--- START OF TEXT EXTRACT ---

# Scratches with vacuum sander



## cowboysdad (Jun 27, 2014)

Ok, I need some advice. I got a vacuum sander from a friend who is retired and every time I try and use it, it leaves scratches. Not sure if it is the sander, me being new and not having the touch, or what it is. Here are a few pics of the scratches it leaves, and the type of sander head.


----------



## moore (Dec 2, 2010)

Oh my !


----------



## mld (Jul 2, 2012)

Those aren't scratches, those are washboard strips. Don't think that's gonna work.


----------



## moore (Dec 2, 2010)

mld said:


> Those aren't scratches, those are washboard strips. Don't think that's gonna work.


Maybe tone down on the grit? :whistling2:


----------



## moore (Dec 2, 2010)

cowboysdad said:


> Ok, I need some advice. I got a vacuum sander from a friend who is retired and every time I try and use it, it leaves scratches. Not sure if it is the sander, me being new and not having the touch, or what it is. Here are a few pics of the scratches it leaves, and the type of sander head.
> View attachment 14386
> 
> 
> ...


There's more to a good finish then just sanding the piss out of a two coat .


Try finishing your work to the point where there's little sanding involved .. Then you will find this tool you have is useless .


----------



## icerock drywall (Nov 13, 2010)

if you mud the hole wall and sand it like that you might have a new look.


----------



## fr8train (Jan 20, 2008)

What grit screen are you using? Switch to joest paper. Screens of any grit have a tendency to leave scratches like that.


----------



## fr8train (Jan 20, 2008)

--- END OF TEXT EXTRACT ---

> **WHAT TO WORK ON**:
**a.** Render this sentence from the vacuum sander thread into French: "Screens of any grit have a tendency to leave scratches like that."
**b.** Pick up the forum thread on vacuum sander scratches after its last line and continue it.
The data that follows has no connection to the forum thread on vacuum sander scratches.

--- START OF MATERIAL SHOWN ---

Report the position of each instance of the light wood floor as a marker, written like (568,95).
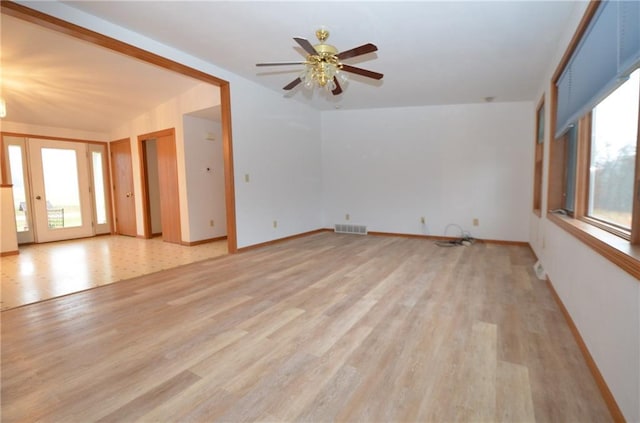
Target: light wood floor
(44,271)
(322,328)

--- END OF MATERIAL SHOWN ---
--- START OF MATERIAL SHOWN ---

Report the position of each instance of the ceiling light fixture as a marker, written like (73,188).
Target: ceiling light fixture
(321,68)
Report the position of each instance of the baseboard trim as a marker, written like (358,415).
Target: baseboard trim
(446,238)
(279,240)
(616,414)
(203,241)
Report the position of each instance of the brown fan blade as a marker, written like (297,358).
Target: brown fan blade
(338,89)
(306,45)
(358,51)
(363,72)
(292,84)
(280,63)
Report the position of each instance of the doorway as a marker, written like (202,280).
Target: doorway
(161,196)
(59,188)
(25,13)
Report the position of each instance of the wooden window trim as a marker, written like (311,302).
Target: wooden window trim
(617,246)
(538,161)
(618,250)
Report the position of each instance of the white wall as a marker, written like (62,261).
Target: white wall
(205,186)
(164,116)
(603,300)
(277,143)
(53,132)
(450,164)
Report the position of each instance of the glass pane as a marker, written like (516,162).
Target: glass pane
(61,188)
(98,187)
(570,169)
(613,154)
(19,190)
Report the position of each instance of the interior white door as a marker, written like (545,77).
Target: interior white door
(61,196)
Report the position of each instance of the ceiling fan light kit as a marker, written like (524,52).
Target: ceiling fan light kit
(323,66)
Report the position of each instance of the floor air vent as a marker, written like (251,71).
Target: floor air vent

--- END OF MATERIAL SHOWN ---
--- START OF MATERIAL SHOWN ---

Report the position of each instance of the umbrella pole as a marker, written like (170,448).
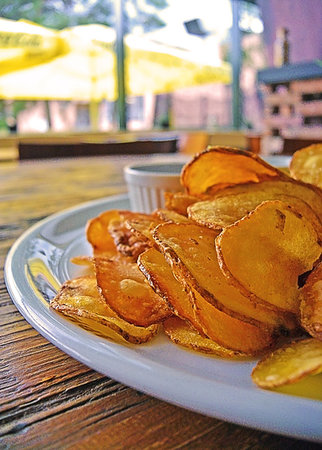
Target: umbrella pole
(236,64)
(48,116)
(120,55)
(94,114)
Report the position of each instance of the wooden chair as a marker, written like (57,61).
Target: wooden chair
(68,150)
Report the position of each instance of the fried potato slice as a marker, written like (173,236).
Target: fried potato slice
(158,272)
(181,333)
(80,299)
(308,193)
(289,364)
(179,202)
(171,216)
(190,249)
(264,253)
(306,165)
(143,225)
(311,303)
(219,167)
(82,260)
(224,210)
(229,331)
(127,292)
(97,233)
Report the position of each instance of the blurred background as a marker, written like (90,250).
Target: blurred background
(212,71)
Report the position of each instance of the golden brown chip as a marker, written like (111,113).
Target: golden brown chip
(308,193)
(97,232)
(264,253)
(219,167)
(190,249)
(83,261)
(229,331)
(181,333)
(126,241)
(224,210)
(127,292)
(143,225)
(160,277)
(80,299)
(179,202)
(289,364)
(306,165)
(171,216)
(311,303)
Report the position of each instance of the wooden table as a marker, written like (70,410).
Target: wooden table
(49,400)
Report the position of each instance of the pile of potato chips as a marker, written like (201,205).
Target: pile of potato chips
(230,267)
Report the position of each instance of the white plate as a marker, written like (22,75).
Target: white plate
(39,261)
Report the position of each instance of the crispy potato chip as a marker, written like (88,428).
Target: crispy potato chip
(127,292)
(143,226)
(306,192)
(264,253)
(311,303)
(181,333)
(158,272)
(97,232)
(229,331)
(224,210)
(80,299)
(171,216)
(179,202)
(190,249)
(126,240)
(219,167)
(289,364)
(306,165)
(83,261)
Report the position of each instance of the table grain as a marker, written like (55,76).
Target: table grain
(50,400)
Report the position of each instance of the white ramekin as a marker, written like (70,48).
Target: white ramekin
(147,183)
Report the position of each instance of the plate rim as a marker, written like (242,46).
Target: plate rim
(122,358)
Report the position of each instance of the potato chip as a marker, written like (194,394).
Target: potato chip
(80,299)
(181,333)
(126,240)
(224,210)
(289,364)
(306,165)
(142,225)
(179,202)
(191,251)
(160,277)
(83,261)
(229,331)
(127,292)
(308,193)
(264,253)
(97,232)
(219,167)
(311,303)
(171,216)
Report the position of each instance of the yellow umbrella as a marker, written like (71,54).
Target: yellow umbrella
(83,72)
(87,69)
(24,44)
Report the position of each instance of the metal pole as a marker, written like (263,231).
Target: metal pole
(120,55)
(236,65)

--- END OF MATERIAL SHOWN ---

> **ANSWERS PER TASK**:
**a.** Les grilles abrasives, quel que soit leur grain, ont tendance à laisser des rayures de ce genre.

**b.**
Should allow the vacuum to function, but not scratch the scrap out of the mud. I use this paper all the time. http://www.all-wall.com/Categories/Abrasives-Drywall-Sheets/Joest-Drywalll-Sanding-Sheets.html


----------



## cowboysdad (Jun 27, 2014)

Thanks for the advice guys. Currently using 200 grit screens.

fr8train I will check out those sheets tomorrow.


----------



## aaron (Jun 19, 2013)

Screens will leave lines like that if you move in line with the screen, move with the screen angled to direction of travel, it'll be better then


----------



## Pytlik (Jan 14, 2013)

fr8train said:


> Should allow the vacuum to function, but not scratch the scrap out of the mud. I use this paper all the time. http://www.all-wall.com/Categories/Abrasives-Drywall-Sheets/Joest-Drywalll-Sanding-Sheets.html



+1 the best sandpapir I have used !!!!! more expensive, but worth it!


----------



## spacklinfool (Sep 23, 2011)

I usually try to dull the screen by sanding something rough, or not pushing so hard, the joest paper rips at the edges for me, or I have made holes in aluminum oxide sheets and used that with the hand sander and that works great!!


----------



## embella plaster (Sep 21, 2013)

That looks like its being sanded using a set in dentures maybe try another tool i sand with 180 which is more corse then 200 and my work comes up like a babys bottom experience helps as well


----------



## embella plaster (Sep 21, 2013)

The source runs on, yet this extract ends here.